■ Action item ■
An identical copy of all the entries is the required result.

■ Available data ■
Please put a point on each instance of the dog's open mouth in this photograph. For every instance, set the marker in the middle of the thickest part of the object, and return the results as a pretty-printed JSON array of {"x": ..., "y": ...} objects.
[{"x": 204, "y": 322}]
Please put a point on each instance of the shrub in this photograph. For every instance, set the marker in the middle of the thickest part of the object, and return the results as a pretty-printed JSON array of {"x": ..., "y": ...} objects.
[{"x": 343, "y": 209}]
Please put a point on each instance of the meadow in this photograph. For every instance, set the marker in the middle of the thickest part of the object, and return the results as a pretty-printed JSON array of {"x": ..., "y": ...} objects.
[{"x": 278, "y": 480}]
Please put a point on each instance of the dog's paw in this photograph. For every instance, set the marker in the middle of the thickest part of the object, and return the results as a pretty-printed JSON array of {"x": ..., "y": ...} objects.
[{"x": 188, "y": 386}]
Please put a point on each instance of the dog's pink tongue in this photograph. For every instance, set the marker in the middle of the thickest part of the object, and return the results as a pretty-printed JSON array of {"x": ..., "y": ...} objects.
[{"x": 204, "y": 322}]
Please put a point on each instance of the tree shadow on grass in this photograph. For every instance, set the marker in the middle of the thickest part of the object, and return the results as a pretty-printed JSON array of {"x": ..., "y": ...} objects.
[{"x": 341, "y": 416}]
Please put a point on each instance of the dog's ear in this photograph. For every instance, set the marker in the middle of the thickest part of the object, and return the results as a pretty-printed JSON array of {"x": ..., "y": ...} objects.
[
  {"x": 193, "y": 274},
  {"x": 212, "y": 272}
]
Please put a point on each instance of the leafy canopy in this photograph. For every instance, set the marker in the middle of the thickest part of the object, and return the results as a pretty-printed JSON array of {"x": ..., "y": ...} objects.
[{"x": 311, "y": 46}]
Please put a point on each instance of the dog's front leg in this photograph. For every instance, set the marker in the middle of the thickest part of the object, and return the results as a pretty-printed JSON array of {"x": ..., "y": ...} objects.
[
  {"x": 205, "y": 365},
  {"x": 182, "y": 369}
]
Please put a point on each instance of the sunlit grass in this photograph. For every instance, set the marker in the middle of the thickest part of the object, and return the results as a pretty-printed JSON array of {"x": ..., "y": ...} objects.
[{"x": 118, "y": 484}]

■ Solution to the problem ■
Please put a point on each instance of the dog's open mouth in this photograph. For every instance, set the marker in the middle of the thickest part of the object, and return the results as a pretty-printed JSON array of {"x": ..., "y": ...} objects.
[{"x": 204, "y": 322}]
Please put a point on each instance of the shrub in this photograph. For every instance, set the marker in the middle of the thickest part of the object, and return the results as a pretty-printed JSON array of {"x": ..., "y": ...} objects.
[{"x": 343, "y": 209}]
Please put a point on each instance of the meadow in this photograph. For every instance, set the marker in the middle of the thickest part of the object, and return the results as a pretty-printed JSON array of {"x": ..., "y": ...} objects.
[{"x": 278, "y": 480}]
Please put a point on each instance of the dog's paw in this photograph. For every instance, set the marker in the middle of the thickest part of the object, and return the results as a pretty-printed JSON array of {"x": ..., "y": ...} objects.
[{"x": 188, "y": 386}]
Please put a point on each instance of the dog's pink tongue in this photograph. For every instance, set the marker in the middle of the thickest part of the object, and return the results as a pretty-printed JSON array of {"x": ..., "y": ...} objects.
[{"x": 204, "y": 322}]
Please put a point on each instance of the tree shadow on grass in this photograph. For every instance, set the marker in the middle of the thickest part of the object, and return the results as a pretty-printed JSON array of {"x": ..., "y": ...} objects.
[{"x": 341, "y": 416}]
Please put a point on each instance of the dog's ear in this photograph. For every instance, set the marker in the middle of the thickest part of the object, and return the results as a pretty-printed JSON array of {"x": ..., "y": ...} objects.
[
  {"x": 193, "y": 274},
  {"x": 212, "y": 272}
]
Please put a point on each instance of the leafy canopy in this photograph. For every instance, set the marker in the middle of the thickest part of the object, and return the results as a pretty-printed JSON array of {"x": ..., "y": ...} objects.
[{"x": 311, "y": 46}]
Please put a point on each instance of the dog's front leg in this photograph. For every instance, set the marker in the middle of the thickest part of the object, and return the results as a pretty-printed JSON array of {"x": ..., "y": ...} objects.
[
  {"x": 205, "y": 365},
  {"x": 182, "y": 369}
]
Please put a point on each instance of the sunlit grass in this photograph. For every instance, set the marker in the middle of the thickest part of the object, and return the results as a pretty-printed JSON array of {"x": ..., "y": ...} objects.
[{"x": 118, "y": 484}]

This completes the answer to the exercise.